- _TASK STATEMENT_
Extract every record, exactly as written, and ignore the pictures.

-------- EXERCISE DATA --------

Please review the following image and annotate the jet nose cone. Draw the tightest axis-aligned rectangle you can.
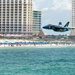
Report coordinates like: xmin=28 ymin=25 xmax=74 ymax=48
xmin=43 ymin=26 xmax=46 ymax=29
xmin=42 ymin=26 xmax=45 ymax=29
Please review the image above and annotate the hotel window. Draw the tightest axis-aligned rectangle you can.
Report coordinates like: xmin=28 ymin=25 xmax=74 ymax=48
xmin=19 ymin=10 xmax=22 ymax=13
xmin=15 ymin=27 xmax=17 ymax=28
xmin=2 ymin=29 xmax=5 ymax=31
xmin=7 ymin=9 xmax=9 ymax=11
xmin=19 ymin=16 xmax=21 ymax=18
xmin=15 ymin=16 xmax=17 ymax=18
xmin=11 ymin=17 xmax=13 ymax=18
xmin=19 ymin=19 xmax=21 ymax=21
xmin=15 ymin=21 xmax=17 ymax=23
xmin=15 ymin=1 xmax=17 ymax=3
xmin=7 ymin=5 xmax=9 ymax=7
xmin=11 ymin=9 xmax=13 ymax=11
xmin=7 ymin=29 xmax=9 ymax=31
xmin=11 ymin=24 xmax=13 ymax=26
xmin=19 ymin=14 xmax=21 ymax=16
xmin=19 ymin=22 xmax=21 ymax=24
xmin=15 ymin=14 xmax=17 ymax=16
xmin=19 ymin=24 xmax=21 ymax=26
xmin=19 ymin=0 xmax=22 ymax=3
xmin=7 ymin=14 xmax=9 ymax=16
xmin=19 ymin=11 xmax=21 ymax=13
xmin=15 ymin=4 xmax=17 ymax=6
xmin=19 ymin=29 xmax=21 ymax=31
xmin=7 ymin=0 xmax=9 ymax=3
xmin=11 ymin=14 xmax=13 ymax=16
xmin=11 ymin=1 xmax=13 ymax=3
xmin=15 ymin=11 xmax=17 ymax=13
xmin=11 ymin=12 xmax=13 ymax=13
xmin=3 ymin=14 xmax=5 ymax=16
xmin=19 ymin=4 xmax=22 ymax=6
xmin=3 ymin=11 xmax=5 ymax=13
xmin=15 ymin=7 xmax=17 ymax=9
xmin=6 ymin=27 xmax=9 ymax=29
xmin=3 ymin=8 xmax=5 ymax=11
xmin=11 ymin=27 xmax=13 ymax=28
xmin=3 ymin=1 xmax=5 ymax=3
xmin=7 ymin=19 xmax=9 ymax=21
xmin=11 ymin=4 xmax=13 ymax=7
xmin=15 ymin=29 xmax=17 ymax=31
xmin=11 ymin=29 xmax=13 ymax=31
xmin=3 ymin=4 xmax=5 ymax=7
xmin=15 ymin=24 xmax=17 ymax=26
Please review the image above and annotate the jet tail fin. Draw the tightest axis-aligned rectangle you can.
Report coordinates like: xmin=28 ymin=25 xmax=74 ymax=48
xmin=64 ymin=22 xmax=70 ymax=27
xmin=59 ymin=22 xmax=62 ymax=25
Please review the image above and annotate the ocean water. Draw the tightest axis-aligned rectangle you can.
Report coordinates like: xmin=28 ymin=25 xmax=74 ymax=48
xmin=0 ymin=46 xmax=75 ymax=75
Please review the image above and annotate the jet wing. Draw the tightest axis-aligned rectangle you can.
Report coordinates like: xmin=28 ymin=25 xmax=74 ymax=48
xmin=55 ymin=26 xmax=75 ymax=30
xmin=54 ymin=25 xmax=64 ymax=29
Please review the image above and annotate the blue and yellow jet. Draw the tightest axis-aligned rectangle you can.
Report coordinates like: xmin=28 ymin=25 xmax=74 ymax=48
xmin=43 ymin=22 xmax=75 ymax=32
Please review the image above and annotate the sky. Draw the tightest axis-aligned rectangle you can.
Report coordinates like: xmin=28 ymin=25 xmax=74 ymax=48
xmin=33 ymin=0 xmax=71 ymax=35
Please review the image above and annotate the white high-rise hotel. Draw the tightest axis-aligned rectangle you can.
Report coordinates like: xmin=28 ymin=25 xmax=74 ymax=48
xmin=72 ymin=0 xmax=75 ymax=35
xmin=0 ymin=0 xmax=33 ymax=35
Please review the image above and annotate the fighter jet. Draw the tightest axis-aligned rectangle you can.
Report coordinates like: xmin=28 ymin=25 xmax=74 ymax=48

--------

- _TASK OUTPUT_
Please review the following image and annotate the jet nose cone. Draw the tightest axis-aligned rectangle you can.
Report coordinates like: xmin=28 ymin=25 xmax=74 ymax=48
xmin=43 ymin=26 xmax=46 ymax=29
xmin=42 ymin=26 xmax=45 ymax=29
Please review the image above and annotate the hotel window. Draw the tightest axis-aligned rectangle you can.
Report coordinates like: xmin=28 ymin=25 xmax=74 ymax=48
xmin=19 ymin=10 xmax=22 ymax=13
xmin=15 ymin=27 xmax=17 ymax=28
xmin=2 ymin=29 xmax=5 ymax=31
xmin=7 ymin=9 xmax=9 ymax=11
xmin=19 ymin=16 xmax=21 ymax=18
xmin=15 ymin=16 xmax=17 ymax=18
xmin=11 ymin=17 xmax=13 ymax=18
xmin=19 ymin=19 xmax=21 ymax=21
xmin=15 ymin=21 xmax=17 ymax=23
xmin=15 ymin=1 xmax=17 ymax=3
xmin=7 ymin=5 xmax=9 ymax=7
xmin=11 ymin=9 xmax=13 ymax=11
xmin=7 ymin=29 xmax=9 ymax=31
xmin=11 ymin=24 xmax=13 ymax=26
xmin=19 ymin=14 xmax=21 ymax=16
xmin=19 ymin=22 xmax=21 ymax=24
xmin=15 ymin=14 xmax=17 ymax=16
xmin=19 ymin=24 xmax=21 ymax=26
xmin=19 ymin=0 xmax=22 ymax=3
xmin=7 ymin=14 xmax=9 ymax=16
xmin=19 ymin=11 xmax=21 ymax=13
xmin=15 ymin=4 xmax=17 ymax=6
xmin=19 ymin=29 xmax=21 ymax=31
xmin=7 ymin=0 xmax=9 ymax=3
xmin=11 ymin=14 xmax=13 ymax=16
xmin=11 ymin=1 xmax=13 ymax=3
xmin=15 ymin=11 xmax=17 ymax=13
xmin=11 ymin=12 xmax=13 ymax=13
xmin=3 ymin=14 xmax=5 ymax=16
xmin=19 ymin=4 xmax=22 ymax=6
xmin=3 ymin=11 xmax=5 ymax=13
xmin=15 ymin=7 xmax=17 ymax=9
xmin=6 ymin=27 xmax=9 ymax=29
xmin=3 ymin=8 xmax=5 ymax=11
xmin=11 ymin=27 xmax=13 ymax=28
xmin=3 ymin=1 xmax=5 ymax=3
xmin=7 ymin=19 xmax=9 ymax=21
xmin=11 ymin=4 xmax=13 ymax=7
xmin=15 ymin=29 xmax=17 ymax=31
xmin=11 ymin=29 xmax=13 ymax=31
xmin=3 ymin=4 xmax=5 ymax=7
xmin=15 ymin=24 xmax=17 ymax=26
Please review the image above and annotate the jet tail fin. Draw the tightest axis-aligned rectangle you can.
Report coordinates like: xmin=28 ymin=25 xmax=74 ymax=48
xmin=64 ymin=22 xmax=70 ymax=27
xmin=59 ymin=22 xmax=62 ymax=25
Please review the image above and annotate the ocean water. Draw the tightest axis-aligned rectangle you can.
Report coordinates like: xmin=28 ymin=25 xmax=74 ymax=48
xmin=0 ymin=46 xmax=75 ymax=75
Please review the image above and annotate the jet wing. Draw the tightest axis-aligned rectangle you can.
Report coordinates like: xmin=28 ymin=25 xmax=74 ymax=48
xmin=55 ymin=26 xmax=75 ymax=30
xmin=54 ymin=25 xmax=64 ymax=29
Please review the image above and annotate the blue and yellow jet. Draw the tightest axis-aligned rectangle you can.
Report coordinates like: xmin=28 ymin=25 xmax=74 ymax=48
xmin=43 ymin=22 xmax=75 ymax=32
Please review the image above and annotate the sky. Draw the tightest axis-aligned rectangle you can.
Report coordinates like: xmin=28 ymin=25 xmax=74 ymax=48
xmin=33 ymin=0 xmax=71 ymax=35
Please review the image above and annotate the white high-rise hotel. Draw the tightest axis-aligned rectangle you can.
Report coordinates like: xmin=28 ymin=25 xmax=74 ymax=48
xmin=72 ymin=0 xmax=75 ymax=35
xmin=0 ymin=0 xmax=33 ymax=35
Please review the image above and annotate the fighter jet. Draw the tightest axis-aligned rectangle you can.
Report coordinates like: xmin=28 ymin=25 xmax=74 ymax=48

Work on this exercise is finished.